> [SOURCE DOCUMENT]
** start **
Frequently asked questions
How do I choose the correct size?
Do not guess your size. Our funny slogan t-shirts and premium apparel use standard UK unisex sizing. Please consult the dedicated size guide located on this specific product page before adding the item to your basket. Taking a moment to measure a shirt you already own is the best way to ensure a proper fit and avoid looking like a burst sausage.
How long does delivery take?
We are unable to accept returns on certain items. These will be carefully marked before purchase.
When will I get my order?
Your new apparel or rude accessory is printed specifically for you. This sustainable print on demand process means production takes roughly 2 to 5 business days. Once your item is freshly printed, we will dispatch your order and provide a tracking link. Standard shipping within the UK and the US is completely free.
What is your return policy?
As every single item is a bespoke masterpiece printed to order, we do not accept returns or exchanges for a sudden change of heart or incorrect sizing. However, if your item arrives misprinted, faulty, or damaged by the courier, please contact our support team immediately with a clear photograph so we can resolve the issue.
How do I wash and care for this item?
Treat your new goods with the respect they deserve. Wash our organic cotton t-shirts inside out on a cool wash (30 degrees Celsius) and allow them to air dry to maintain their shape. Standard ceramic mugs are entirely dishwasher safe, but our heat colour changing mugs are delicate divas that must be washed by hand.
Who is Sir Cucumber Dog?
A gentleman does not typically reveal his secrets, but for you, I will make an exception. I am Sir Cucumber Dog: a plush pug of unparalleled sophistication, permanently squeezed into a bespoke green cucumber print suit. The cucumber monocle is purely for judging your life choices, and the yellow bow tie is because I am not a savage.
As the Chairman of this establishment, I oversee a curated collection of rude and funny designs across mugs, tees, and coasters, all presented in our signature Cucumber green and Cucumber cream. I am the physical embodiment of a lifestyle that prioritises sharp tailoring, strong gin, and an overwhelming disdain for the general public.
** end **
> [WHAT YOU HAVE TO DO] List every question the FAQ poses as a heading.

> [RAW DATA]
** start **
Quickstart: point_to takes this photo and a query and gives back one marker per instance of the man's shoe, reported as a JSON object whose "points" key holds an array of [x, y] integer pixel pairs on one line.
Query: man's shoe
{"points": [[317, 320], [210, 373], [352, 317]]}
** end **
> [SOLUTION TO THE PROBLEM]
How do I choose the correct size?
How long does delivery take?
When will I get my order?
What is your return policy?
How do I wash and care for this item?
Who is Sir Cucumber Dog?